CHALLENGE 1 >> In the post about an ex-boyfriend, how long ago did he want to make a clear cut between being together or apart?
CHALLENGE 2 >> List every line of the entries below that contains the word "coordinates".

PASSAGE PROVIDED >>
My Ex boyfriend and I have a very complicated history of first me going cold on our relationship, then trying to get back together and so it went back and forth a couple of times. During all this time (nearly a year now) we have always stayed in contact and share a deep connection despite all the complication.
Two months ago he wanted to make a clear cut - either being together or be apart. At that moment I had a lot on my plate with other stuff and couldn't agree to be back together.
After that I slowly realized what a huge mistake I had made and how in love I have always been with this guy that I can't imagine a future without him.
Three weeks ago I gathered all my courage and told him how I feel and that I wanted to try again. He was very hesitant and told me that he thinks that he is still in love with me but the thought of us breaking up again is blocking his will of being together.

ENTRIES SHOWN >>
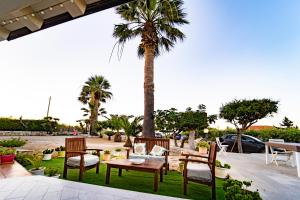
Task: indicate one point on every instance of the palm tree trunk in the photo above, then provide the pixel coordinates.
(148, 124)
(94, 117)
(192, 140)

--

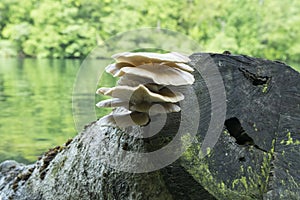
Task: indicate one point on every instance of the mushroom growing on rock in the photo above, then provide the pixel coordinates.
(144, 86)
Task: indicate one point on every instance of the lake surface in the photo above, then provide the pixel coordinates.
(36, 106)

CORRECT RESULT 1 >> Two months ago.

CORRECT RESULT 2 >>
Task: indicate one point on every instance of the palm tree trunk in the photo above, then provide the pixel coordinates.
Task: indicate one point on every instance of the mushroom growing on rock in the photo above, then provide the pixel coordinates.
Task: indicate one point on every instance of the lake surface in the photo above, then provide the pixel coordinates.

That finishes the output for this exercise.